-- Begin DOCUMENT EXCERPT --
Austin Personal Injury Lawyers - Perlmutter & Schuelke, LLP


Austin, TX (Law Firm Newswire) July 23, 2014 – Most of the nation’s major automakers are in court dealing with lawsuits. The most recent Hyundai suit involved yet another defective part.

“This particular case, which I was not involved in, resulted in a jury award of $240 million in punitive damages. Two cousins were killed in a head-on collision in 2011 when the 2005 Hyundai Tiburon they were driving caused them to swerve into income oncoming traffic. Three were killed in that accident,” outlines Brooks Schuelke, an Austin personal injury attorney.

In this case, Hyundai did issue a recall for 2005 Tiburons because of a steering problem. However, it is not clear whether this car was counted in that recall. The accident reconstruction team determined this accident was caused by a defective steering knuckle, which was not the reason the Tiburons were officially recalled. Nonetheless, there was a defective part that caused two people to lose their lives.
-- End DOCUMENT EXCERPT --
-- Begin STORED RECORDS --
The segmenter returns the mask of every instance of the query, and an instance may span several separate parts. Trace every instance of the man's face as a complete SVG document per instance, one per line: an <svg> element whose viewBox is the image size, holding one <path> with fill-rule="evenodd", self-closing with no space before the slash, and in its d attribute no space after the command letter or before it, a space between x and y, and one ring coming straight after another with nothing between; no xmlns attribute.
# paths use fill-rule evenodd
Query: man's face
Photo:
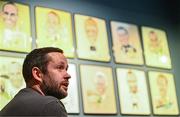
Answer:
<svg viewBox="0 0 180 117"><path fill-rule="evenodd" d="M3 9L3 21L8 28L16 25L18 19L18 10L15 5L7 4Z"/></svg>
<svg viewBox="0 0 180 117"><path fill-rule="evenodd" d="M85 31L86 31L86 35L88 37L88 39L90 39L90 41L96 41L97 36L98 36L98 27L97 24L94 20L88 20L85 23Z"/></svg>
<svg viewBox="0 0 180 117"><path fill-rule="evenodd" d="M105 91L106 91L105 78L102 78L101 76L99 76L99 78L97 78L96 89L101 95L103 95L105 93Z"/></svg>
<svg viewBox="0 0 180 117"><path fill-rule="evenodd" d="M49 53L48 56L51 60L47 64L47 73L43 74L41 87L45 95L62 99L68 94L68 80L71 78L67 73L67 59L59 52Z"/></svg>
<svg viewBox="0 0 180 117"><path fill-rule="evenodd" d="M164 77L158 78L157 81L158 87L159 87L159 93L162 97L165 97L167 95L168 90L168 81Z"/></svg>
<svg viewBox="0 0 180 117"><path fill-rule="evenodd" d="M157 42L158 41L158 37L157 37L157 34L155 32L150 33L149 38L150 38L151 42Z"/></svg>
<svg viewBox="0 0 180 117"><path fill-rule="evenodd" d="M129 35L125 30L118 30L117 31L119 41L122 45L127 45L129 44Z"/></svg>
<svg viewBox="0 0 180 117"><path fill-rule="evenodd" d="M55 27L59 24L59 18L57 15L53 14L53 13L49 13L48 14L48 25L50 27Z"/></svg>

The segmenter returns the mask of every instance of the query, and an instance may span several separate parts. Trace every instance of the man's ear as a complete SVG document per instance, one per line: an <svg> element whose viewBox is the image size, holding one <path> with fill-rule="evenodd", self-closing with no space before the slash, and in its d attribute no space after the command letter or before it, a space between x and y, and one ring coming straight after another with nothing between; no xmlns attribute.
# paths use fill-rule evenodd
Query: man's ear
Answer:
<svg viewBox="0 0 180 117"><path fill-rule="evenodd" d="M33 67L32 68L32 75L33 75L33 78L42 83L43 79L42 79L42 76L43 76L43 73L41 72L41 70L38 68L38 67Z"/></svg>

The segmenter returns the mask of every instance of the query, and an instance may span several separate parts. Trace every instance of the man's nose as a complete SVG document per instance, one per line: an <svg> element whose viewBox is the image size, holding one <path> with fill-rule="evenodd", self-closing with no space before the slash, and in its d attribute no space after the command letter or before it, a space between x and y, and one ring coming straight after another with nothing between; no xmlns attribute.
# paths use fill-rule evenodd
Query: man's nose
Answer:
<svg viewBox="0 0 180 117"><path fill-rule="evenodd" d="M66 78L66 79L70 79L70 78L71 78L71 75L66 72L65 78Z"/></svg>

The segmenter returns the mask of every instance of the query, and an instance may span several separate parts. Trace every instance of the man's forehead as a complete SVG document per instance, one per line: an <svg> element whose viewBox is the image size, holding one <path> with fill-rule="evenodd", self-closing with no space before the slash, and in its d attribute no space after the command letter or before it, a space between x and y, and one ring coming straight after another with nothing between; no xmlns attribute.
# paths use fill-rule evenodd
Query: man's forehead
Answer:
<svg viewBox="0 0 180 117"><path fill-rule="evenodd" d="M7 4L4 6L4 10L7 10L7 9L11 9L11 10L15 10L17 11L17 7L15 5L12 5L12 4Z"/></svg>
<svg viewBox="0 0 180 117"><path fill-rule="evenodd" d="M51 52L48 53L48 56L51 57L52 61L54 62L67 62L66 57L64 56L63 53L60 52Z"/></svg>

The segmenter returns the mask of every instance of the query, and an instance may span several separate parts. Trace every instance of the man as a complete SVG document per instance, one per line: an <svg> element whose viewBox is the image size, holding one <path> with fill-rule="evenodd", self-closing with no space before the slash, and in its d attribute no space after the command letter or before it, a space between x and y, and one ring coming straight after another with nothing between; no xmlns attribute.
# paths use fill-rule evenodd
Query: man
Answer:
-- End STORED RECORDS --
TASKS TO PERFORM
A. Using the news release on the Hyundai lawsuit, answer each of the following:
(i) What amount did the jury award in punitive damages?
(ii) Because of what kind of problem did Hyundai recall 2005 Tiburons?
(iii) What did the accident reconstruction team determine caused the accident?
B. Summarize the news release on the Hyundai lawsuit in two sentences.

THE ANSWERS
A.
(i) $240 million.
(ii) A steering problem.
(iii) A defective steering knuckle.

B. Austin personal injury attorney Brooks Schuelke describes a case, in which he was not involved, where a jury awarded $240 million in punitive damages over a 2011 head-on collision involving a 2005 Hyundai Tiburon. Although Hyundai recalled 2005 Tiburons for a steering problem, it is unclear whether this car was part of that recall, and the accident reconstruction team found the cause to be a defective steering knuckle, which was not the official reason for the recall.